→ Problems and tasks:
• A. Answer these from the family memoir about childhood mishaps:
(i) How many stitches were in Dwayne's left foot?
(ii) How did Patrick break his right arm?
(iii) Who made the visit that the writer wants the first anecdote to begin with?
• B. Carry on with the family memoir about childhood mishaps, picking up right after its last sentence.

What could I title these visits? Magic Stick v. Bees; Kid v. Barbed Wire; 2 Kids v. Skateboard and Innocent Bystander; Kid v. Tree; Other Kid v. Tree; Kid v. Neighbor's Fence; Kid v. Not-a-Rattlesnake-After all; Kid v. Bike...every week a new crisis, a new versus.
The Skateboard Incident certainly might have been the most exciting for the neighborhood. It left two of my brothers in casts, and the lady next door in an arm sling. Dwayne, whose left foot was already in a heavy bandage protecting 54 stitches (still a family record), broke his right foot. And Patrick, who had already broken his right arm riding his bike into the Gorgone's fence, now had an additional 2 broken fingers on that hand, and had to be fitted with a brand new cast. From all accounts this was Mrs. Brittany's first time getting knocked on her ass that year.
But I think my first anecdote should start before then - with our first visit from the Air Police (APs). An introduction of sorts. The Beale Air Force Base’s Discovery of Our Family. It isn't really a full story on its own...which I guess would make it more of a chapter, more like something that could have been written with a spectacular sort of climax, but in real life ended more with a tired, oh hell, let's just go back to bed.

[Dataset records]

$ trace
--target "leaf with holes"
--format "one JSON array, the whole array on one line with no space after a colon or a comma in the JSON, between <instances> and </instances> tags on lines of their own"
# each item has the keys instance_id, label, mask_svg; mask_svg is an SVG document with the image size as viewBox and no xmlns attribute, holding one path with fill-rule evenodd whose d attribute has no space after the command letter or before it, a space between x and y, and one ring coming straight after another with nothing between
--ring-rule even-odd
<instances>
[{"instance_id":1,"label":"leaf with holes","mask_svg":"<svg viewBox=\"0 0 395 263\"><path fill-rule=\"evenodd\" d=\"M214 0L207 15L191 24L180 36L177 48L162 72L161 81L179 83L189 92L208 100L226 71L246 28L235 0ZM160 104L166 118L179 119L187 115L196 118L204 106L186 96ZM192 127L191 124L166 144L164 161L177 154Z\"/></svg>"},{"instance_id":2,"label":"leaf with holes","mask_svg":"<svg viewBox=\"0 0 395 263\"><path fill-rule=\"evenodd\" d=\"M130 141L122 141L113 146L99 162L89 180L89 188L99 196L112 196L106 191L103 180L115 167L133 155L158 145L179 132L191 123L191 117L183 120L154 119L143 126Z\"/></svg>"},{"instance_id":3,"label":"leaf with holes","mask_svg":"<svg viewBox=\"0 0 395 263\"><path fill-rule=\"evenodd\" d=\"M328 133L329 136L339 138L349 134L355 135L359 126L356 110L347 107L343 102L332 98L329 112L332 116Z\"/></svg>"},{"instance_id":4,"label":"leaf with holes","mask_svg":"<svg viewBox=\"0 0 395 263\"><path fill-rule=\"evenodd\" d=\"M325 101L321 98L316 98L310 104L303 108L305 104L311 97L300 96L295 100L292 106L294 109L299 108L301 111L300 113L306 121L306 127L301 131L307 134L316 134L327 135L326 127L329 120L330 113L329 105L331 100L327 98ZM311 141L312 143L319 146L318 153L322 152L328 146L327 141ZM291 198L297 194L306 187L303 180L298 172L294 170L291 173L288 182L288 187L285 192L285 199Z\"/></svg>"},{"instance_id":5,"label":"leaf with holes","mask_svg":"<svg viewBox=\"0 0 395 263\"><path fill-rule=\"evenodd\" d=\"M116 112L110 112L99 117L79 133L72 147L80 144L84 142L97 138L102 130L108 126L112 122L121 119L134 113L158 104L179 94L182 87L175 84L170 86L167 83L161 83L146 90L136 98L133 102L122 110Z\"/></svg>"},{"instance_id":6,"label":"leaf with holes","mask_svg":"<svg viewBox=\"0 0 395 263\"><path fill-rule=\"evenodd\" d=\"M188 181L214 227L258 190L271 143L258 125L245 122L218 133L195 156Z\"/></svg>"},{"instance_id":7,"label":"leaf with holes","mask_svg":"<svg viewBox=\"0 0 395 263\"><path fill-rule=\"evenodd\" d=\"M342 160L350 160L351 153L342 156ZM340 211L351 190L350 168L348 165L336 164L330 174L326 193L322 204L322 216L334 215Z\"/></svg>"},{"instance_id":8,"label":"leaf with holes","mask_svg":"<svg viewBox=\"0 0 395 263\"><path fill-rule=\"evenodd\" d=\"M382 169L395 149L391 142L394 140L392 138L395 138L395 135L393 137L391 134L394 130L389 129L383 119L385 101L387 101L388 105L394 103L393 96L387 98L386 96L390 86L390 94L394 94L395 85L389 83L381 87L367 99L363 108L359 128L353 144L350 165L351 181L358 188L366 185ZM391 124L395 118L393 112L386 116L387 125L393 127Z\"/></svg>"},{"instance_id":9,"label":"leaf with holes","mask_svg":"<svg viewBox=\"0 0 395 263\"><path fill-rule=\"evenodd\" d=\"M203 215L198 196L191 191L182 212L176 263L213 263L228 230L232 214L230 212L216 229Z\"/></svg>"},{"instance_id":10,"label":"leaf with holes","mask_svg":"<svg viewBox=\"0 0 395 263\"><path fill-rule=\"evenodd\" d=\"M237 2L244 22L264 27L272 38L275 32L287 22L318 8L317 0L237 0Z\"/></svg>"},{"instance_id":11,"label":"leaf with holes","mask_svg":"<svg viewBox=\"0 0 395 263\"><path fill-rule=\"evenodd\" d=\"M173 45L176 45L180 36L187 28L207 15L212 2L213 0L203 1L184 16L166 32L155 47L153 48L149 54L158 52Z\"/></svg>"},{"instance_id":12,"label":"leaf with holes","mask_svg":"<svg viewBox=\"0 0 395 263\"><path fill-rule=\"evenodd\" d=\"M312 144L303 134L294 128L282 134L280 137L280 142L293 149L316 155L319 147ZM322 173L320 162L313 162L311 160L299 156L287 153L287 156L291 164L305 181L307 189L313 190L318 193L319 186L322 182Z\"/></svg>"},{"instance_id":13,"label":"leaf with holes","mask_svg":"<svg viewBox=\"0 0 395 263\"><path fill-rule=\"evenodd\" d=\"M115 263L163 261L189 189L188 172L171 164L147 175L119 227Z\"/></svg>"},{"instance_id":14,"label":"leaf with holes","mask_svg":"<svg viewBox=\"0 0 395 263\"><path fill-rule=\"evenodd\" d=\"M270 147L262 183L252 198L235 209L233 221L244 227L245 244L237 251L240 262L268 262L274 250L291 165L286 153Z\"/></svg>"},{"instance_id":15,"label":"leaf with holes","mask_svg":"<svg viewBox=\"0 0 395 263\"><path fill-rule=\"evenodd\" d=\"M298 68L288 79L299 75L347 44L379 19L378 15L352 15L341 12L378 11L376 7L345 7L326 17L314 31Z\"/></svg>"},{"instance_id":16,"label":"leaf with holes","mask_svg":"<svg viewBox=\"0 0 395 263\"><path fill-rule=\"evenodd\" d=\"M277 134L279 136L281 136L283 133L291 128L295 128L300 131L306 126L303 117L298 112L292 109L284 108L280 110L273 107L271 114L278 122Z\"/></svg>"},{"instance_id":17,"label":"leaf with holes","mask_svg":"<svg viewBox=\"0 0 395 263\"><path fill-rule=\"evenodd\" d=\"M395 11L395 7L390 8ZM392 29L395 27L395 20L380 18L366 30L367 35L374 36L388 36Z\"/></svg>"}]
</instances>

→ The answers:
• A.
(i) 54
(ii) By riding his bike into the Gorgone's fence
(iii) The Air Police (APs)

• B.
At this point, we'd only been to the ER twice, and neither visit had resulted in stitches. It was still early June. I'd wiped out on my bike, and Patrick had been stung by several bees defending their home from the Magic Stick that must have poked their hive. He was just in the area. They must have thought he did it.
So how to start...where exactly does it start?
Base Housing at Beale was parked in the foothills of the Sierras. I could write 'nestled,' but it's not as though the interface was anything but abrupt.
We lived at the edge of Wildness. Our street defined the boundary between Imagined Perils and Obsessive Order. Our front yard was a perfect 4-cornered patch of weed-free, greenish bermuda grass, bordered on 3 sides with flawless strips of gleaming concrete. And our backyard was an exotic cosm of cliffs, caves, and condors. Abandoned mines and mountain lions. Rattlesnakes, blue-bellied lizards, golden eagles, and golden grasses of wild oat. As far as the eye could see, one hill rolled into another...all the way to Nevada.
Apart and together, my brothers and I spend our days exploring. Supplied with jars of frozen water, peanut butter sandwiches, and readied coffee cans, we ventured farther and deeper into the foothills, often leaving at daybreak, not to be seen again till suppertime.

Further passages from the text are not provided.